-- Start RAW DATA --
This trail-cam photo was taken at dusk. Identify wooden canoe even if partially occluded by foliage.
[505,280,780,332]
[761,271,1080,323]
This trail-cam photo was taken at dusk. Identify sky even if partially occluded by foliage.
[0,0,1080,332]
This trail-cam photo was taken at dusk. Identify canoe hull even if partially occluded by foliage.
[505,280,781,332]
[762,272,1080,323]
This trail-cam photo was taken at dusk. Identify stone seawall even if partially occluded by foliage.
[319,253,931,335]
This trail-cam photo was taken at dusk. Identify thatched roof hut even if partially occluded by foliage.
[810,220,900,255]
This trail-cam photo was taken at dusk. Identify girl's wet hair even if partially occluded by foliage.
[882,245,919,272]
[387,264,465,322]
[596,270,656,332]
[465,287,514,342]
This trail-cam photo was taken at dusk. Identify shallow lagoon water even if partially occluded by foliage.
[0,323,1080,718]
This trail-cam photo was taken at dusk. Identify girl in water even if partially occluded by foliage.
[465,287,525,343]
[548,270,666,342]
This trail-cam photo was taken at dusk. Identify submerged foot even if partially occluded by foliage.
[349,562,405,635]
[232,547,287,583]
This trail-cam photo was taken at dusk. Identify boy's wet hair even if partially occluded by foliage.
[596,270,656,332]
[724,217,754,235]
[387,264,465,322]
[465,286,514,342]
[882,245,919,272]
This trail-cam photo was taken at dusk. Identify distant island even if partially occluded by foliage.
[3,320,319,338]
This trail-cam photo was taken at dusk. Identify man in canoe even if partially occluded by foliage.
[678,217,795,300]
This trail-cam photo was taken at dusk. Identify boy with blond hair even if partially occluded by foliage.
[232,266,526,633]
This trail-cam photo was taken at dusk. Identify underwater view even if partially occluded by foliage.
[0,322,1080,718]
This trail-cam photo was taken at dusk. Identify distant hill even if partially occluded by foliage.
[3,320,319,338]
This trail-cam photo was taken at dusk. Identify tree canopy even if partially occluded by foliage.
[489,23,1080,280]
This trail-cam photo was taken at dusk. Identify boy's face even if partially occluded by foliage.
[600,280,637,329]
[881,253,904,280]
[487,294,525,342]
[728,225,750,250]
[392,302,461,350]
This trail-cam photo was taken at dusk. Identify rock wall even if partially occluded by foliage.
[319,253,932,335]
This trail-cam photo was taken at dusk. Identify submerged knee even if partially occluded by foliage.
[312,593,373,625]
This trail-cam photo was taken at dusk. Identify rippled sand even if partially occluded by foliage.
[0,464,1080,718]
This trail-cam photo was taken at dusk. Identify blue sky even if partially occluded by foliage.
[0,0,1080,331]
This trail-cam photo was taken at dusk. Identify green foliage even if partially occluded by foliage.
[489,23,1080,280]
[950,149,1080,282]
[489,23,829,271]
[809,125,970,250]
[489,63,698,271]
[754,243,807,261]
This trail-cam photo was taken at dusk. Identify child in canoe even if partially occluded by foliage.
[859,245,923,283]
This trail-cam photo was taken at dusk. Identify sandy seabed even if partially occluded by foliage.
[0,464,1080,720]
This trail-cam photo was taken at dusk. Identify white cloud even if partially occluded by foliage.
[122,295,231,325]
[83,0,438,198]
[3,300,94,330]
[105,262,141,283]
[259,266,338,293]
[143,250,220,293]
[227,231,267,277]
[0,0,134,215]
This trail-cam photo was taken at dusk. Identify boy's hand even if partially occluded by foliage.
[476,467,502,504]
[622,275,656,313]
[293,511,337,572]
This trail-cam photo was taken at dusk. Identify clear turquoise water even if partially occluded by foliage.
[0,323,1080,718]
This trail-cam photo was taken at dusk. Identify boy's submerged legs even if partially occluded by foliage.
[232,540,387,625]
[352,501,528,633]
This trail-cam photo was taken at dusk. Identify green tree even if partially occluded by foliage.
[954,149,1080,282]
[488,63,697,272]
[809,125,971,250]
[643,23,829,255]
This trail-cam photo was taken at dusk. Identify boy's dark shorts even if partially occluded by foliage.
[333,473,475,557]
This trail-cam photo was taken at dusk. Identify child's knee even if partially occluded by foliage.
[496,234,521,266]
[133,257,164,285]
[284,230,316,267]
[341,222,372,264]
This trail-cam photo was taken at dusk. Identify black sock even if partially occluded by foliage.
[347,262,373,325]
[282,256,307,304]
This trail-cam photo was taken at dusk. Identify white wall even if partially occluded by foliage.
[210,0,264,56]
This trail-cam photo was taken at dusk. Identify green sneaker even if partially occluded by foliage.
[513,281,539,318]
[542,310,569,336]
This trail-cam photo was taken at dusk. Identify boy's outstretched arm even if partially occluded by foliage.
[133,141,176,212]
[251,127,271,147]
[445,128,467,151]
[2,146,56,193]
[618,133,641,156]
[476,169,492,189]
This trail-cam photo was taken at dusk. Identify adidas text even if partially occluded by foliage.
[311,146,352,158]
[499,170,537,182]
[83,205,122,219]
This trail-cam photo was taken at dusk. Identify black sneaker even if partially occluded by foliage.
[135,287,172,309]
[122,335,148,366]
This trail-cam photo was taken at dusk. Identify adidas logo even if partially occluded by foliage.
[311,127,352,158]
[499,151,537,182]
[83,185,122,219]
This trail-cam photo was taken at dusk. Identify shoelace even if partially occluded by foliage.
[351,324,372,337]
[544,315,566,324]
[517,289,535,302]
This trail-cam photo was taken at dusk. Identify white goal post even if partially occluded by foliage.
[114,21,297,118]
-- End RAW DATA --
PROBLEM:
Copy the records above word for word, starting with the line that contains "This trail-cam photo was taken at dusk. Identify thatched" and going on through the line that contains "[678,217,795,300]", both of those lines included.

THE OUTPUT:
This trail-cam photo was taken at dusk. Identify thatched roof hut even if partially occluded by foliage.
[810,220,900,255]
This trail-cam photo was taken at dusk. Identify girl's wet hair even if partially occluded by foliage.
[882,245,919,272]
[387,264,465,322]
[596,270,656,332]
[465,287,514,342]
This trail-cam photo was taken at dusk. Identify shallow lagoon water even if partially occluded by foliage.
[0,323,1080,718]
This trail-cam photo was taken at dusk. Identify girl in water even if partially occluded by foliage.
[465,287,525,343]
[548,270,666,342]
This trail-cam photo was taken at dusk. Identify submerged foot even if partially occluded by foliage.
[349,562,405,635]
[232,547,287,583]
This trail-cam photo was taken at dusk. Identify boy's wet hair even if partially occluded by foliage.
[596,270,656,332]
[724,217,754,235]
[387,264,465,322]
[465,286,514,342]
[882,245,919,272]
This trail-cam photo was taken at dusk. Identify distant island even if partially occluded by foliage.
[3,320,319,338]
This trail-cam photo was taken at dusk. Identify man in canoe even if partially occluded by foliage.
[678,217,795,300]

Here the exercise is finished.